• **EXERCISE DIRECTIONS**:
Return the listing below exactly, with the pictures dropped.

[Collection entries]
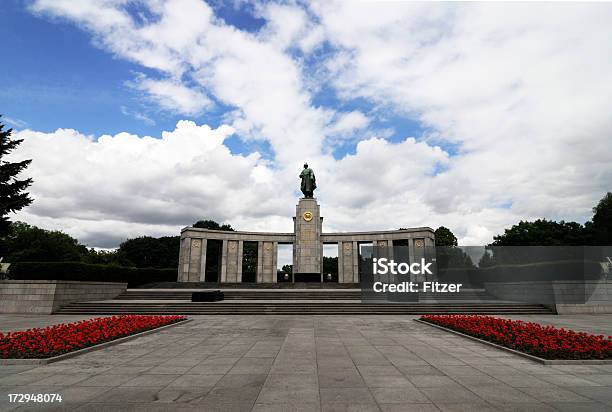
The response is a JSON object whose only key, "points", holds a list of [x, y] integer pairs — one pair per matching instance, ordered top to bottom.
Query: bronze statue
{"points": [[308, 181]]}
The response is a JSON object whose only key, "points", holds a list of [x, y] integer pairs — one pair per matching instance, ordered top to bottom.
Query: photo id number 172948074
{"points": [[34, 397]]}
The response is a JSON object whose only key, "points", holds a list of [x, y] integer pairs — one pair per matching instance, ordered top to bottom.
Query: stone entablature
{"points": [[307, 240]]}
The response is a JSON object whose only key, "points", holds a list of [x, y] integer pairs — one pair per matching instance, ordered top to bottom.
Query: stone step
{"points": [[292, 295], [296, 308]]}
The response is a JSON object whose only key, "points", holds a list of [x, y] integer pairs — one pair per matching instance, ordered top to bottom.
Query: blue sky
{"points": [[56, 77], [414, 114]]}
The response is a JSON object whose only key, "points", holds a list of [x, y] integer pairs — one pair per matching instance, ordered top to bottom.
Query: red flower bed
{"points": [[67, 337], [545, 342]]}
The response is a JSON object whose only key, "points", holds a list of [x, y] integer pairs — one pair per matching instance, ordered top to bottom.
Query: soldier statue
{"points": [[308, 181]]}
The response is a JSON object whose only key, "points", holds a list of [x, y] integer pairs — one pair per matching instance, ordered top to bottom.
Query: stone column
{"points": [[308, 252], [195, 256], [240, 258], [184, 259], [203, 260], [232, 261], [267, 261], [274, 261], [224, 262], [260, 262], [355, 262], [340, 263]]}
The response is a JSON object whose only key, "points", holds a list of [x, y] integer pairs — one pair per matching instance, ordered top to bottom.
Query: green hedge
{"points": [[89, 272]]}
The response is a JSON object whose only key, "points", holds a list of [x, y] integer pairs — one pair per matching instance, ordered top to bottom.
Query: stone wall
{"points": [[559, 295], [47, 296]]}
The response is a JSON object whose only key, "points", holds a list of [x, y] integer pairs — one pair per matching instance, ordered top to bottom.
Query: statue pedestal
{"points": [[307, 249]]}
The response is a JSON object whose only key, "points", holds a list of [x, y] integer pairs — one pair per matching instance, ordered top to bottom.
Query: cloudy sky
{"points": [[144, 116]]}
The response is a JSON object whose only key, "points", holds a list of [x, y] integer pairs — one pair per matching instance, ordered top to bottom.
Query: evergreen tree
{"points": [[13, 196], [601, 226]]}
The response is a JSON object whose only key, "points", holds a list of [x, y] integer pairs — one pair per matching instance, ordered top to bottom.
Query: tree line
{"points": [[21, 242]]}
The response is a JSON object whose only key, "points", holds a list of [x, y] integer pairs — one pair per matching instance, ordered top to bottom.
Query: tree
{"points": [[13, 196], [211, 224], [601, 226], [543, 232], [444, 237], [26, 243], [146, 251]]}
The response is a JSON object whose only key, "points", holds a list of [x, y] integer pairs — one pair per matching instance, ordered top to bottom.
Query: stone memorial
{"points": [[307, 239]]}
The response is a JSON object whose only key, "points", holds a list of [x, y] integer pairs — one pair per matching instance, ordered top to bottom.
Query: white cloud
{"points": [[523, 90], [173, 96], [126, 185]]}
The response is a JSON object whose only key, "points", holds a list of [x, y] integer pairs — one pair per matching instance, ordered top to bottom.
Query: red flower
{"points": [[67, 337], [546, 342]]}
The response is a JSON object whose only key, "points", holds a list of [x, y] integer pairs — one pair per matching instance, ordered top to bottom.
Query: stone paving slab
{"points": [[310, 363]]}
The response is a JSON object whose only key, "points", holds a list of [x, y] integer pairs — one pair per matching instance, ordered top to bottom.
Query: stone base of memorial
{"points": [[544, 344], [40, 346]]}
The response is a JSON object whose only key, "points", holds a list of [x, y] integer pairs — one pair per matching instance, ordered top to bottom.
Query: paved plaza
{"points": [[309, 363]]}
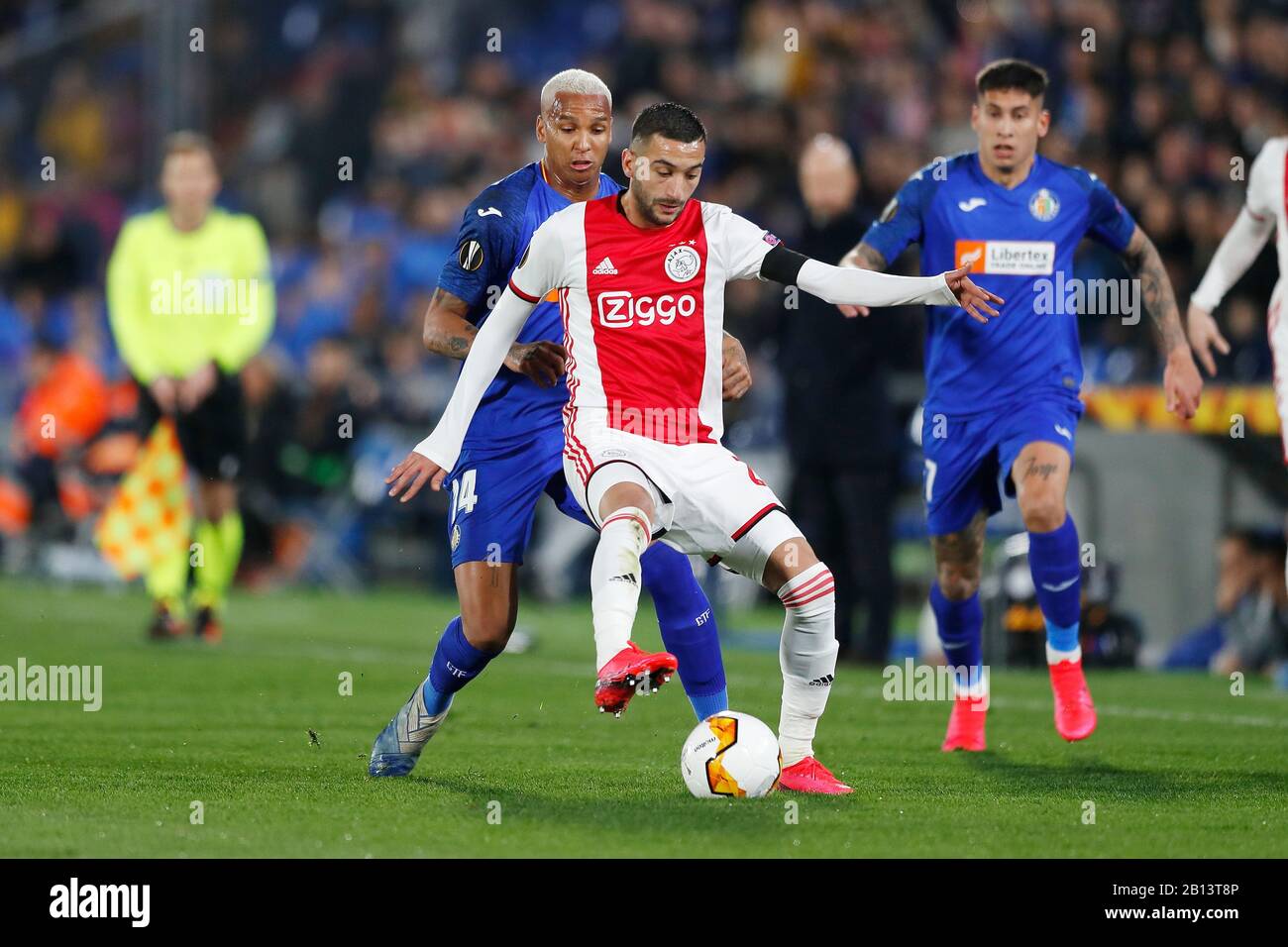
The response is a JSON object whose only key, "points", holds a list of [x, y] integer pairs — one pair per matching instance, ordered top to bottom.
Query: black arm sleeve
{"points": [[782, 265]]}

• **RESULT FOR THIS TASK**:
The response is a JSON object whose only key, "points", holds a list of [x, y] integer pairs — one pair per matching instance, ordered top to bottom.
Query: bronze statue
{"points": [[308, 181]]}
The response is a JSON object whose only key, "points", holds a list of [x, y] integer pairs — one pair per matching instance, ordered top to bottom.
Query: photo id number 172948074
{"points": [[34, 397]]}
The response is a JSON object whose only key, "points", holds a list of [x, y] integer pairs — one pair per matching instance, ordered top to bottom.
Query: stone entablature
{"points": [[307, 240]]}
The response is a JSON object whose only key, "points", holds a list of [x, y] integer pairs — one pair per matching instance, ordered top to bottom.
Query: stone step
{"points": [[292, 295], [296, 308]]}
The response is a JSON object whose only key, "points", holds a list of [x, y] integer pairs — one pair per matching instance, ordered top to bottom.
Query: blue sky
{"points": [[56, 77], [414, 114]]}
The response is a JSON object whose only key, "points", holds a list of [x, y] integer pairs — one pair per matching instance, ordered top to bottom.
Query: red flower bed
{"points": [[67, 337], [545, 342]]}
The response is a JSON object whose only key, "points", holds a list of [x, y] integer pairs — one pair per matching instance, ordered top to bottom.
Query: soldier statue
{"points": [[308, 181]]}
The response is a JSON object whose only key, "points", holds a list of [x, y] integer pairs — one pair per matching instance, ordered top to bottom.
Query: stone column
{"points": [[308, 252], [195, 256], [240, 258], [184, 259], [203, 260], [232, 261], [267, 261], [274, 261], [224, 262], [260, 262], [355, 262], [340, 263]]}
The response is a JSON object whose only key, "points", holds a list of [x, y] integer pairs — one pair per matching instance, ordered top to bottom.
Query: green hedge
{"points": [[89, 272]]}
The response is a JSON object whose only key, "points", holds a list of [x, y] integer pairs — one pair per matching instance, ordered top to bottom.
Query: stone wall
{"points": [[559, 295], [47, 296]]}
The response is a JSON object whose only key, "points", holds a list of [x, y] integer pairs — one pair per matching instance, ordered top to bottom.
Query: statue pedestal
{"points": [[307, 249]]}
The response is a JSON object whose only key, "points", holds a list of [x, y] integer pairs — one pair per matching instance, ordered top to bottom.
Query: cloudy sky
{"points": [[144, 116]]}
The response is a JSON object whose only key, "points", holds a list of [x, y] integer pairs — one pair per matching instance, ordered top to bottom.
Query: evergreen tree
{"points": [[13, 196], [601, 226]]}
The response is a JSON object whose only key, "points", holds a list of [x, y] integer pairs — one pair per matching instance, ordered top to bottom.
Query: tree line
{"points": [[21, 242]]}
The response is a JSON object whose only key, "points", holds a list of [x, y] integer pairs — one pair per matching instance, ordered top to bottom.
Query: tree
{"points": [[13, 196], [211, 224], [601, 226], [543, 232], [444, 237], [26, 243], [146, 251]]}
The response is a JSON object whose only key, "points", holds a list of [x, y] integer pairs — one pair per matching instance, ordered top to bottom.
Query: stone memorial
{"points": [[307, 239]]}
The response is a JSON object whose only key, "points", holds a list of [x, y] integer pairs — one pair per matching instance, ordered top to bottom.
Query: white cloud
{"points": [[523, 90], [173, 96], [126, 185]]}
The response is a JSON object whose only key, "points", holds a list of [x, y] integer pairs — one pair per matching instance, ordered top to bottom.
Query: red flower
{"points": [[67, 337], [546, 342]]}
The response is a JSON object whose only key, "points", holds a list of [x, y] integer pairs — one pair per matching instance, ordered top to bottom.
Query: stone paving slab
{"points": [[310, 363]]}
The response is a JSON object whose only key, "points", holds a list of [x, y] integer pairs — one pair per matching instance, ordered top to bottom.
Query: stone base of memorial
{"points": [[544, 344], [40, 346]]}
The response is a JSON object whose only key, "points", holds a list of [x, y] integer pairs — one pair per matching instance, ordered top to bottom.
Query: paved plaza
{"points": [[309, 363]]}
The response is a JSON object whose only key, "points", holds a list of [x, y] integer pairs — one pair per matching instance, ordered top to bottom.
Query: black arm sleeve
{"points": [[782, 265]]}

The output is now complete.